**EXTRACTED TEXT:**
╭──

When I was young my father and I used to go to a dude ranch in Downsville, N.Y., called Roundup Ranch. It was a little over 2 hours away, up the New York State Thruway to the Roscoe Diner. Roundup Ranch was a great place for families to go to around holidays like Father’s Day and New Year’s. We would meet up with a few groups of friends, and all the kids would play together and go horseback riding, race R/C cars and play lots of manhunt. There was also a small game room with some arcade cabinets and a jukebox. I remember only one thing about the jukebox – that terrible Matthew Wilder song, “Break My Stride.”
I mention all of this because that game room was a special place for a young Chuck. Aside from Westwood Arcade, the Roundup Ranch game room became one of the most important gaming locations of my youth.
Among the cabinets was the often-played, classic Stern-produced scroll shooter, Scramble.
Scramble, developed by Konami, was about a small spacecraft that fought on an alien world through several varied terrains. The graphics compared to today’s standards were quite primitive; however, the cabinet art played a crucial role in explaining the game’s premise. Simple and to the point, the attract mode screen would read, “How far can you invade our Scramble system?”
Long ago the story of a game might not just be told through the game medium but through the artwork on the cabinet. The cabinet art for Scramble told the story of an alien world being invaded, by you.
There is one memory that stands out when I think about Scramble. In the lower corner of the glass, right next to the play field, was a picture of an attractive female alien deck officer. The picture is simple enough, and it shows the female deck officer holding a microphone alerting the enemy. However, this fine-looking female has that distressed look of what could be erotic ecstasy, and that microphone looks more like a space dildo which that dirty, dirty deck officer is about to fellate. (See how quickly things get out of control in the mind of a 12-year-old?) With just a minimal amount of cabinet art, I was able to see some of the higher resolution details of the game story without having to increase the pixel count.

╰──

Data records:
╭──

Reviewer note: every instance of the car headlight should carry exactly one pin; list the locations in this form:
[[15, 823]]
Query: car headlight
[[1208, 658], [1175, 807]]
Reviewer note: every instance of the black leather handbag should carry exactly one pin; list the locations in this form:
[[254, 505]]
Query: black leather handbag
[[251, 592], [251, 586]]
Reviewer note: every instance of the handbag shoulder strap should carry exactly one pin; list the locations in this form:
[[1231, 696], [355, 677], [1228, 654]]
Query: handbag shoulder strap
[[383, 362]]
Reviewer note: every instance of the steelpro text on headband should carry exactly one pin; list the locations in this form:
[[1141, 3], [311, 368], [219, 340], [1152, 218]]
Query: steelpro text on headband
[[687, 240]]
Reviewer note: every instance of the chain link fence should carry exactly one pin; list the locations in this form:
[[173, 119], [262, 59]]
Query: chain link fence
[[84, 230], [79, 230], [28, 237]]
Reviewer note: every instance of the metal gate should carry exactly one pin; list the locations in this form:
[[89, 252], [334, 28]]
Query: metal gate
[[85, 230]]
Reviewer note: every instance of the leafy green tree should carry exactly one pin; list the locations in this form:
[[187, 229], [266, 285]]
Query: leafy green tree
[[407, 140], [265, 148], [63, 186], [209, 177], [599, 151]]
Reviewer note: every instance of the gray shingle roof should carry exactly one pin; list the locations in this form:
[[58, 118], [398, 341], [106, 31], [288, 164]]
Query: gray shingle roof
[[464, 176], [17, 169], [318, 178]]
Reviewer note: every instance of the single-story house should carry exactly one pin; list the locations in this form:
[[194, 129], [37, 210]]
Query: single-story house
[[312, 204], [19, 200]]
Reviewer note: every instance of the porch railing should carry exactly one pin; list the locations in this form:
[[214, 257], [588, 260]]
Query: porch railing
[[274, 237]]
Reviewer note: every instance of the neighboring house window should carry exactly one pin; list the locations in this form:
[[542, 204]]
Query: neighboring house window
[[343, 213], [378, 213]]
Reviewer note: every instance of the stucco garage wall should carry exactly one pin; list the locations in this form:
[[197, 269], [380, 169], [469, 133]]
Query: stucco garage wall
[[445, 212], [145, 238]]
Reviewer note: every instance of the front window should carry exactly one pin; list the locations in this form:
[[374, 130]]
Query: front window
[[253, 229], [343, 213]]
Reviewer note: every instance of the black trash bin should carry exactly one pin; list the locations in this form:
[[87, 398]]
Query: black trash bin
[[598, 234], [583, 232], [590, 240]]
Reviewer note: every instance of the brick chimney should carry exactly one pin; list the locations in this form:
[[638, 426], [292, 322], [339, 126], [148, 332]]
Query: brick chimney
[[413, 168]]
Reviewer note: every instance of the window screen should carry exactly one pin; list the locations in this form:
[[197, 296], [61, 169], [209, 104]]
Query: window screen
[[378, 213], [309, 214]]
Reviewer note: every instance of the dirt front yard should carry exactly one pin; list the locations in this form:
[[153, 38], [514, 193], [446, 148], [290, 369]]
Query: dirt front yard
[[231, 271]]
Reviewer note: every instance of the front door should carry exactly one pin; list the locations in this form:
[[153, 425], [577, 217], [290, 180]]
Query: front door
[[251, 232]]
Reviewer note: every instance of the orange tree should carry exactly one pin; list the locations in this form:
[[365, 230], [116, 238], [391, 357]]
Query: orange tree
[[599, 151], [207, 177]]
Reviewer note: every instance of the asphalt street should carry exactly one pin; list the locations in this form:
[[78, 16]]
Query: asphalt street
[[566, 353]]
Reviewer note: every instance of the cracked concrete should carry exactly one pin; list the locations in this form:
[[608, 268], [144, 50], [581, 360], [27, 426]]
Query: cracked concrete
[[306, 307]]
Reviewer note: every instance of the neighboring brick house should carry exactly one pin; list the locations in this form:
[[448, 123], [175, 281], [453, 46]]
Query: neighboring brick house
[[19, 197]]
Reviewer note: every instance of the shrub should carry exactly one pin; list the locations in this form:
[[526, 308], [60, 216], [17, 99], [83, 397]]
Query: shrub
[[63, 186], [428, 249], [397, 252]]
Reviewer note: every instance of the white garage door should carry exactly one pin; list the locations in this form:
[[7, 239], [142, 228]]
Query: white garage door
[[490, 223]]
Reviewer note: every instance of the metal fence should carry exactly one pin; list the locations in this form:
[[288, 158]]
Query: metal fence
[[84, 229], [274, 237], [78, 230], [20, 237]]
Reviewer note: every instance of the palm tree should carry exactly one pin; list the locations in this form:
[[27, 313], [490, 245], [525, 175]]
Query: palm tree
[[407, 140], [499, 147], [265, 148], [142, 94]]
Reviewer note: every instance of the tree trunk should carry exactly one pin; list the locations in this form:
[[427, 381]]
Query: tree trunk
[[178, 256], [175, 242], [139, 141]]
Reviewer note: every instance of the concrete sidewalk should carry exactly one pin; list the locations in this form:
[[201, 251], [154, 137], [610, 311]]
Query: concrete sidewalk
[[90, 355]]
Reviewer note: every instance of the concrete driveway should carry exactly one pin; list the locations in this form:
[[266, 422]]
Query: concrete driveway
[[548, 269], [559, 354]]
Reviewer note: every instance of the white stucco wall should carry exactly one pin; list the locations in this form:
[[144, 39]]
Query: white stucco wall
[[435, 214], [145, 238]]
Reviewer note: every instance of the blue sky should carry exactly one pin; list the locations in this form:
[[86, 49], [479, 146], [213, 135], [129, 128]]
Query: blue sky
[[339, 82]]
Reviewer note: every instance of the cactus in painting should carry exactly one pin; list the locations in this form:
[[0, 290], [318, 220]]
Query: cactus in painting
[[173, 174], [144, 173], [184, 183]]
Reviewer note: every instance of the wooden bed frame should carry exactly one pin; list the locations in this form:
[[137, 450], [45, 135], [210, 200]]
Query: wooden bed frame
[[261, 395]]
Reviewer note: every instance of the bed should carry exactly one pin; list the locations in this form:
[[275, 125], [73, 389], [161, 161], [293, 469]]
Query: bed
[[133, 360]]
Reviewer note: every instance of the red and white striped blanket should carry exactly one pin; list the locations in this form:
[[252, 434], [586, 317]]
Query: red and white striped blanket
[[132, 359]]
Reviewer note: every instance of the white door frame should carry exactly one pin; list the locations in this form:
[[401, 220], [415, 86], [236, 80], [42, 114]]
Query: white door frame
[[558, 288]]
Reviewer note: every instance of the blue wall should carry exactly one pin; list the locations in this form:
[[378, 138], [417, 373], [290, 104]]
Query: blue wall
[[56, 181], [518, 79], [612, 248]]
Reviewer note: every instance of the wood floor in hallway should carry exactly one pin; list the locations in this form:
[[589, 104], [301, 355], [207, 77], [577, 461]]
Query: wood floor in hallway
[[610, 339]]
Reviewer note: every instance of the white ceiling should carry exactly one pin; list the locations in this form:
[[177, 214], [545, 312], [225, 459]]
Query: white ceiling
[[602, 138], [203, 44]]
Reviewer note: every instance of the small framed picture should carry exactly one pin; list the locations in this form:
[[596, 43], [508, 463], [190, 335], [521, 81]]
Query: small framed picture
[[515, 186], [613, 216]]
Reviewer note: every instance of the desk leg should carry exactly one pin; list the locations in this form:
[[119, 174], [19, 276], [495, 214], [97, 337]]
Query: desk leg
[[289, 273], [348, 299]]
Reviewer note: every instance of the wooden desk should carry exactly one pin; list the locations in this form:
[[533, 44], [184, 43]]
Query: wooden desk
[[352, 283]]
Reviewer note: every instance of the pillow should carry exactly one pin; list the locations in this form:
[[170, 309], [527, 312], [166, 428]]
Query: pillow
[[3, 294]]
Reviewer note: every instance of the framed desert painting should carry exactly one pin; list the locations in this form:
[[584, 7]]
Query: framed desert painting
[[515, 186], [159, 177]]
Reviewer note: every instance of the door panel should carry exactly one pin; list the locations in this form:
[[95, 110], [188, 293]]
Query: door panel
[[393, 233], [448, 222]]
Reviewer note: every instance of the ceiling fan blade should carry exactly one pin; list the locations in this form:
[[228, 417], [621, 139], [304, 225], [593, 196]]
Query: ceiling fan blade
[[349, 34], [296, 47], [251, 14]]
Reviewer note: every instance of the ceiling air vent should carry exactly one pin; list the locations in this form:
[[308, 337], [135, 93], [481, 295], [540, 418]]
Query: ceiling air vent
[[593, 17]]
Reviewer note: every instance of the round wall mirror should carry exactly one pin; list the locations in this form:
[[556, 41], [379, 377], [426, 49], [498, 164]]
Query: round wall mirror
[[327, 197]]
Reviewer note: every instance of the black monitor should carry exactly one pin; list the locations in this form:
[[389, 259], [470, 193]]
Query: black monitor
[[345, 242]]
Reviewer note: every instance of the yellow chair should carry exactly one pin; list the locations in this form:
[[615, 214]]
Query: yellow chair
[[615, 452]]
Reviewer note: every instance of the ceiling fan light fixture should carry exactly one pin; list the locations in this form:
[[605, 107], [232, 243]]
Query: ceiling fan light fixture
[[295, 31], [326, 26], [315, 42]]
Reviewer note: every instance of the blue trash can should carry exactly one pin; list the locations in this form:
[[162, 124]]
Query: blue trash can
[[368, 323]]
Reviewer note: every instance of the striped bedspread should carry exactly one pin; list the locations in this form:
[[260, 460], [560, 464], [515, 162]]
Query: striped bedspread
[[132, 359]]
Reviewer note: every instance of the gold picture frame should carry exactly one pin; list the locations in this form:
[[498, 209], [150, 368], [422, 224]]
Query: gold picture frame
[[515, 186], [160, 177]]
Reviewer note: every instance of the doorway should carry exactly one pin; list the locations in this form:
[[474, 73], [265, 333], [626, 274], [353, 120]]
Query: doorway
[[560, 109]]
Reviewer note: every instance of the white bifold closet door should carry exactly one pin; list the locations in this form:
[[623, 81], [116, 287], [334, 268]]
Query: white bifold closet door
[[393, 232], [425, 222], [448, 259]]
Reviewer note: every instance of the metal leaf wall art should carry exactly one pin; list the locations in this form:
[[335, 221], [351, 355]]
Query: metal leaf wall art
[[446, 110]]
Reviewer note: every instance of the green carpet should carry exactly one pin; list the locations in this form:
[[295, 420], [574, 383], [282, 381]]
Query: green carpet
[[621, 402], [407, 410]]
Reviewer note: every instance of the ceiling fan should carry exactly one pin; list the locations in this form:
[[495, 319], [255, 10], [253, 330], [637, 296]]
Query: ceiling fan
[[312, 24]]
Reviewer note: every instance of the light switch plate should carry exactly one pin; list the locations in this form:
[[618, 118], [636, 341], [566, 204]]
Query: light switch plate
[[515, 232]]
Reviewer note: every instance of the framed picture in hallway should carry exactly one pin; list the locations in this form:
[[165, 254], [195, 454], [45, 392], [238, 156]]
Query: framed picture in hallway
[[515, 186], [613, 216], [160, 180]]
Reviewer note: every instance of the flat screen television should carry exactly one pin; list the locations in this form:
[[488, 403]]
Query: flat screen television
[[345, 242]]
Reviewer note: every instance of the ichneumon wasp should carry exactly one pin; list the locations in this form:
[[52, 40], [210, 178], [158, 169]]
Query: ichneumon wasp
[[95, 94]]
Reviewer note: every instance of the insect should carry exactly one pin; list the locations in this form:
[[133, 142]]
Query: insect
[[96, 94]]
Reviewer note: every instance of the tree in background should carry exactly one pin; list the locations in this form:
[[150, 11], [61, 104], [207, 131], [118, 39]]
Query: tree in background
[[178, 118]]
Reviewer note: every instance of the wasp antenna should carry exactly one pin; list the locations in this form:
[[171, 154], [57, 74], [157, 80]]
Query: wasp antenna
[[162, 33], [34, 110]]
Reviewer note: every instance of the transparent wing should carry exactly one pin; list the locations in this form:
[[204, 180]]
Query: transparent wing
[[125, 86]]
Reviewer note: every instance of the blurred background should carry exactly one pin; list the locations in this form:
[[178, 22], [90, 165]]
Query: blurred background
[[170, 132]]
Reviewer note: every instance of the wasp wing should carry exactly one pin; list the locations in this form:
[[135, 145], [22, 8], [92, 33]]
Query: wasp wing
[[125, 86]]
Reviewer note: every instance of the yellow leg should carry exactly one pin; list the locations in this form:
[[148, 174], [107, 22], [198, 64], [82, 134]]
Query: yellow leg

╰──

**WORK REQUIRED:** Resume the recollection about the Scramble arcade cabinet after its last sentence, keeping the same first-person voice.

**RESPONSE TO THIS EXERCISE:**
With the modern age, we continue to lose those physical connections between the video game and the player. Game cabinets, instruction booklets and box art are becoming things of the past. Without those things, we have to change the way we connect with the physical side of the art, so as not to lose it.
There is no stopping change or progress. I feel as though Fuelcell Games’ Insanely Twisted Shadow Planet is a return to a more inspired time. Solid game play and well-designed levels aside, Insanely Twisted Shadow Planet stands out as an example of interactive art.
Artist Michel Gagné and game designer Joe Olson capture the idea of interactive artwork in a very natural way. The story is simple; you play a member of an ominous alien species that is attacked by another life force even more mysterious and provoking. “How far can you invade our Scramble system?”
I get that same soulful sexual presence in this game. I feel as though I am watching this planet create life and breed itself inside of me for the purpose of my destruction. I am the alien, I am your virus, I am your threat.
I enjoyed this game; however, I don’t think it is for everyone. I highly suggest you try the demo and check out the trailer.